● WHAT TO PRODUCE
Everything from the line that contains "Please place a point on the gray" through the last line of the listing must be copied exactly, with both of those lines included and no others.

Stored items
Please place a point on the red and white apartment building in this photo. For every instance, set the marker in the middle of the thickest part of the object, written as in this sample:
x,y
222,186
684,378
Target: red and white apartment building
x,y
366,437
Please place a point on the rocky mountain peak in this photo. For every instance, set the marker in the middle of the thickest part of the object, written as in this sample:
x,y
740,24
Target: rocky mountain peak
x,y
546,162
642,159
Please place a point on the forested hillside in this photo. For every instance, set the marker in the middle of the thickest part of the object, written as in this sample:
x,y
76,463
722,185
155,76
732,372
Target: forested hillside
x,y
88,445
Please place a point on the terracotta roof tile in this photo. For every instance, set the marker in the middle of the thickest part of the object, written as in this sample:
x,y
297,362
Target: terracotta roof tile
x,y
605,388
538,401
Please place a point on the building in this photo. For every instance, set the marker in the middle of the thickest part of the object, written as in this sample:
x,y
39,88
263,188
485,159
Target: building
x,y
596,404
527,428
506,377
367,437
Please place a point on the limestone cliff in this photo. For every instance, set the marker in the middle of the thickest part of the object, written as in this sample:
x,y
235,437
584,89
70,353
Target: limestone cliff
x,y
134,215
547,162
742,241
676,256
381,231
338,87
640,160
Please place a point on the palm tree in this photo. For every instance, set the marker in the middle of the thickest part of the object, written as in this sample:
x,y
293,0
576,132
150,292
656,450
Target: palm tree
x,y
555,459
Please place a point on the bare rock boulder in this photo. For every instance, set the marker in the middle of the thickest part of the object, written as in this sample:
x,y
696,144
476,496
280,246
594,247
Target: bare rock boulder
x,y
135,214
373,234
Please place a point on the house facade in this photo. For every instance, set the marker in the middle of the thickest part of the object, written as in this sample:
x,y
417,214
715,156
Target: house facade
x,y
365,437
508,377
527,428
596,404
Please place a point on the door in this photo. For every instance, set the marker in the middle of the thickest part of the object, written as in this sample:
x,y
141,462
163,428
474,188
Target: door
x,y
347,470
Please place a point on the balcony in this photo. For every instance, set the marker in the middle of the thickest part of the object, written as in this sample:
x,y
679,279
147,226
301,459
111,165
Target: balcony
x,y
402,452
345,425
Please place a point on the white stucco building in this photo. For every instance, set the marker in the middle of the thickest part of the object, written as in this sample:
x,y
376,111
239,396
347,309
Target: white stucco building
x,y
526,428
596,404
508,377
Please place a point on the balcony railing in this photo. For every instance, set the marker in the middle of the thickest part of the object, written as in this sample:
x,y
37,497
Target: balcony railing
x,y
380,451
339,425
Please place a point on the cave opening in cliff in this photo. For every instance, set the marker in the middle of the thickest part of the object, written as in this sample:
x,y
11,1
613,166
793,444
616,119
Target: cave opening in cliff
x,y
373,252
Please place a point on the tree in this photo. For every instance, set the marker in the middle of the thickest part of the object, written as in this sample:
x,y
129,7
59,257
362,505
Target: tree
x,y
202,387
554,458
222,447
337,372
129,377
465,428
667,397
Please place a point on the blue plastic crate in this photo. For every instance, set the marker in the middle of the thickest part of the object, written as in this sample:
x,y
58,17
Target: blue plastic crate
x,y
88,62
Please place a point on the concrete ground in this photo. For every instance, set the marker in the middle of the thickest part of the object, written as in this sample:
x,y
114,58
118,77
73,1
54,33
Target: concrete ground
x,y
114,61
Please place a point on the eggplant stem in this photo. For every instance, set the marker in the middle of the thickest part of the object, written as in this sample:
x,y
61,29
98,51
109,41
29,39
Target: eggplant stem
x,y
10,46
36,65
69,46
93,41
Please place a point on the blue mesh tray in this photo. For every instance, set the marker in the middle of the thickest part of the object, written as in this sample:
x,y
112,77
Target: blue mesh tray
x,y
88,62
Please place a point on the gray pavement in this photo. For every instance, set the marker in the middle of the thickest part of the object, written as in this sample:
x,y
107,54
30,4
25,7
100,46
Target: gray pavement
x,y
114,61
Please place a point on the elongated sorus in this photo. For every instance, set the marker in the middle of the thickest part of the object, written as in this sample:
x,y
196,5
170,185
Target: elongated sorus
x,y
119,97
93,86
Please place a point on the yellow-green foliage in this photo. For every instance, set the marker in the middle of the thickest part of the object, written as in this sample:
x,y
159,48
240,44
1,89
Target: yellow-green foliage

● IN RESPONSE
Please place a point on the gray pavement in this photo. For every instance, set the marker in the middle of the thickest part of the object, written as in this sample:
x,y
107,54
30,4
25,7
100,46
Target: gray pavement
x,y
114,61
Please place a point on the elongated sorus in this photo. For every instance, set the marker in the middle of the thickest part of the object, written as in this sample:
x,y
196,5
170,185
Target: elongated sorus
x,y
119,97
93,86
Please place a point on the yellow-green foliage in this photo. For every instance, set the marker in the middle of the thickest part of the object, written as in this sample:
x,y
159,48
240,44
1,89
Target: yellow-green foliage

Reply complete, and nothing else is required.